* **Directions for this task**
Rewrite all the data below with every "photo" replaced by "image" and nothing else changed. Leave the pictures out of your answer.

* **Excerpts of location labeling data**
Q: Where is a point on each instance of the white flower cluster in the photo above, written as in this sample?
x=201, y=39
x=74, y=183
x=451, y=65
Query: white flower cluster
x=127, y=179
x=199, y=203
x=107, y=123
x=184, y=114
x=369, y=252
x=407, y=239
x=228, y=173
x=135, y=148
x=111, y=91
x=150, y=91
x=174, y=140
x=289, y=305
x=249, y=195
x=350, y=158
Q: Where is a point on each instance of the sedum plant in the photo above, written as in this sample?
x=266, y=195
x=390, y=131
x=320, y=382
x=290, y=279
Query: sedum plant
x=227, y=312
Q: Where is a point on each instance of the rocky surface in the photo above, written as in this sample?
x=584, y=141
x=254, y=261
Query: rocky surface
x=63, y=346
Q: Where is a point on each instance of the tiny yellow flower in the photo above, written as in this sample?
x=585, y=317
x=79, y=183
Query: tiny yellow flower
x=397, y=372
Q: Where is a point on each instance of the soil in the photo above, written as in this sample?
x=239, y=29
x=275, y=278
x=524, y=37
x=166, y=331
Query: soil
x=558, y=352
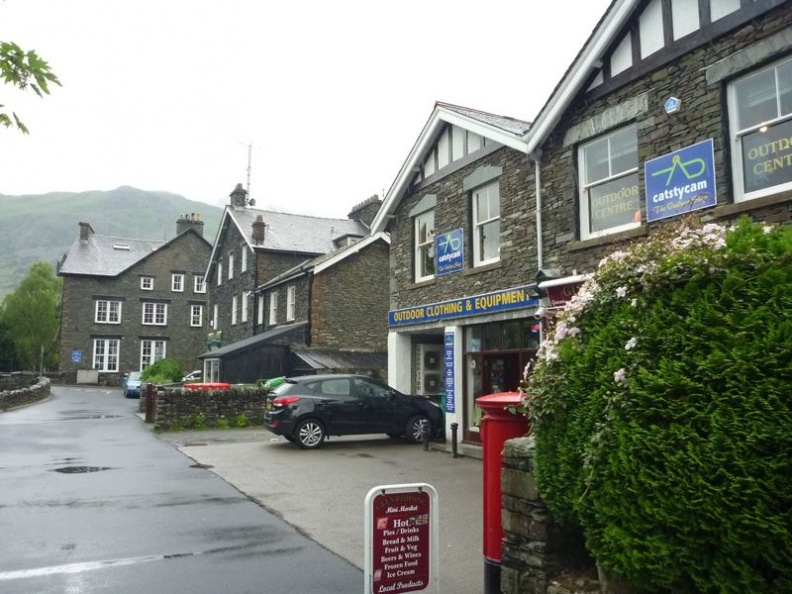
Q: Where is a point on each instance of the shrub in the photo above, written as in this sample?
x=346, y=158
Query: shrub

* **In response**
Q: Where is a point on each instance of the white flower cluster in the image above, written as in this sample?
x=201, y=39
x=74, y=183
x=451, y=65
Query: white flower cluster
x=127, y=179
x=199, y=203
x=107, y=123
x=184, y=114
x=369, y=252
x=407, y=239
x=228, y=173
x=135, y=148
x=111, y=91
x=150, y=91
x=174, y=140
x=289, y=305
x=249, y=195
x=350, y=158
Q: Where is a point on each instance of the sedum plant in the image above, written as in this sample?
x=266, y=195
x=390, y=131
x=320, y=382
x=290, y=279
Query: sedum plant
x=227, y=312
Q: Where is a point on each instance of the rocky surface in the image above, written as in this sample?
x=584, y=141
x=254, y=261
Query: rocky surface
x=63, y=346
Q: Where is a point on each instance of the tiny yellow flower in the image above, written as in this sample?
x=585, y=317
x=79, y=183
Query: tiny yellow flower
x=397, y=372
Q: Where is a point on each instance of the soil in the image above, written as in this sample?
x=239, y=29
x=275, y=278
x=524, y=37
x=166, y=331
Query: soil
x=558, y=352
Q: Where is a point on each instance of the shrub in the image above, written as in this sample?
x=346, y=158
Query: shrub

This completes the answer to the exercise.